Copy out the part of the listing below from the line with "obelisk? Mark that spot." through the end of the listing, leaving the requests unchanged. Shift every coordinate in the answers by adding 102 to each number.

-- Begin RECORD LIST --

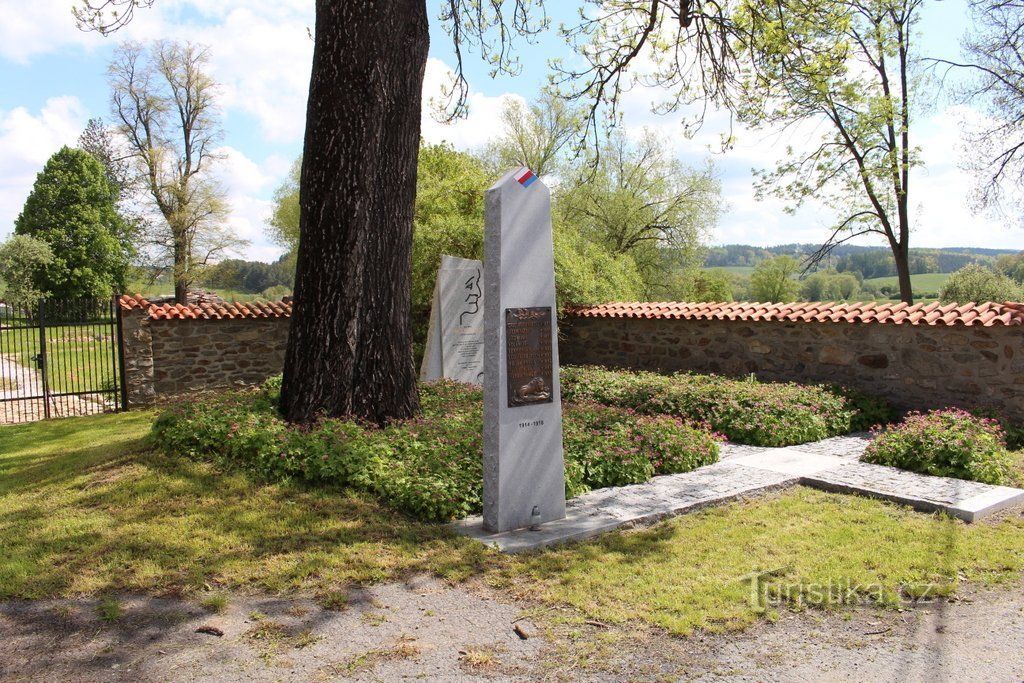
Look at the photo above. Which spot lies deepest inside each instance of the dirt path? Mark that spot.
(429, 631)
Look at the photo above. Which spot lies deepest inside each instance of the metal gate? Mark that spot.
(60, 358)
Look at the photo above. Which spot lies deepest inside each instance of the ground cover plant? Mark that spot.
(430, 466)
(744, 411)
(947, 442)
(89, 507)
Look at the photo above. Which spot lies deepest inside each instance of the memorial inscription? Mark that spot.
(527, 340)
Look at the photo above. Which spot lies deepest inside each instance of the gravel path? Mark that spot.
(426, 630)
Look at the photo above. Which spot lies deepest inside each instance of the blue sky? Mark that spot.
(53, 80)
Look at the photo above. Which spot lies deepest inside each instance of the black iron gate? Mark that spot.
(60, 358)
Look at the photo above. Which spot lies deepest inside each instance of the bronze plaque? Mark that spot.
(527, 354)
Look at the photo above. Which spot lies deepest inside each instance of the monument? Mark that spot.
(523, 473)
(455, 334)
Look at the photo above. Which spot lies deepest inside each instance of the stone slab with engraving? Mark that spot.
(523, 472)
(455, 335)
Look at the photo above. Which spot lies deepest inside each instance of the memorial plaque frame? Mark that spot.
(528, 357)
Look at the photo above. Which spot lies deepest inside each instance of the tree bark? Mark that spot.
(349, 348)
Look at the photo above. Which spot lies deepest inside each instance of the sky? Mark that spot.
(53, 80)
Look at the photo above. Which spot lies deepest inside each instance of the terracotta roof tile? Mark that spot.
(985, 314)
(208, 311)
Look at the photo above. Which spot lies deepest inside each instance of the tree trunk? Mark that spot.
(901, 254)
(349, 348)
(180, 268)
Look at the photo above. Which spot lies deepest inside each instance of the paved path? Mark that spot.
(832, 465)
(20, 391)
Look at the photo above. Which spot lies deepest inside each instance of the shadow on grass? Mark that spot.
(119, 516)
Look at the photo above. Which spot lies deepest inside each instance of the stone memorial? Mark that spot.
(523, 473)
(455, 335)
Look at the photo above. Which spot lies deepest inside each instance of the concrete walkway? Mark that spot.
(830, 465)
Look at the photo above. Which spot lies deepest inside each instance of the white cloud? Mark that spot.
(466, 134)
(262, 65)
(27, 140)
(245, 181)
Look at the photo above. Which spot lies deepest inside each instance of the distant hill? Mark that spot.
(868, 261)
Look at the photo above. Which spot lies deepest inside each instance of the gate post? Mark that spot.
(44, 373)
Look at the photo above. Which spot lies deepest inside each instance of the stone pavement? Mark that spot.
(742, 470)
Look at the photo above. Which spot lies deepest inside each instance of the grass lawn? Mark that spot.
(79, 357)
(86, 508)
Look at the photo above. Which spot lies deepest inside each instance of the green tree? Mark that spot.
(349, 346)
(166, 109)
(536, 136)
(849, 67)
(993, 57)
(978, 284)
(284, 222)
(772, 280)
(22, 257)
(636, 200)
(702, 285)
(73, 209)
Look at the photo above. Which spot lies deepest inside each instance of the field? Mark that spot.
(927, 283)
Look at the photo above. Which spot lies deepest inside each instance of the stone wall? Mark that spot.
(173, 357)
(916, 367)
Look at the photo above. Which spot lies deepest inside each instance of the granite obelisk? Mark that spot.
(523, 472)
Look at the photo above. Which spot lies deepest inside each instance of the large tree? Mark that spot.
(847, 68)
(165, 107)
(73, 209)
(636, 200)
(349, 347)
(994, 51)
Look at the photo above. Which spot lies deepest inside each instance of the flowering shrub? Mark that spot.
(430, 466)
(948, 442)
(744, 411)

-- End RECORD LIST --

#### TASK RESPONSE
Look at the photo above. Which spot lies deepest inside each instance of the granite obelisk? Mark that spot.
(625, 574)
Look at the photo above. Which spot lies deepest inside each instance of the large tree? Mark that spot.
(949, 170)
(267, 209)
(175, 311)
(738, 302)
(451, 449)
(1096, 153)
Look at the photo above. Which spot lies deepest inside each instance of the flowering shrub? Mark that spot.
(532, 568)
(1050, 544)
(846, 513)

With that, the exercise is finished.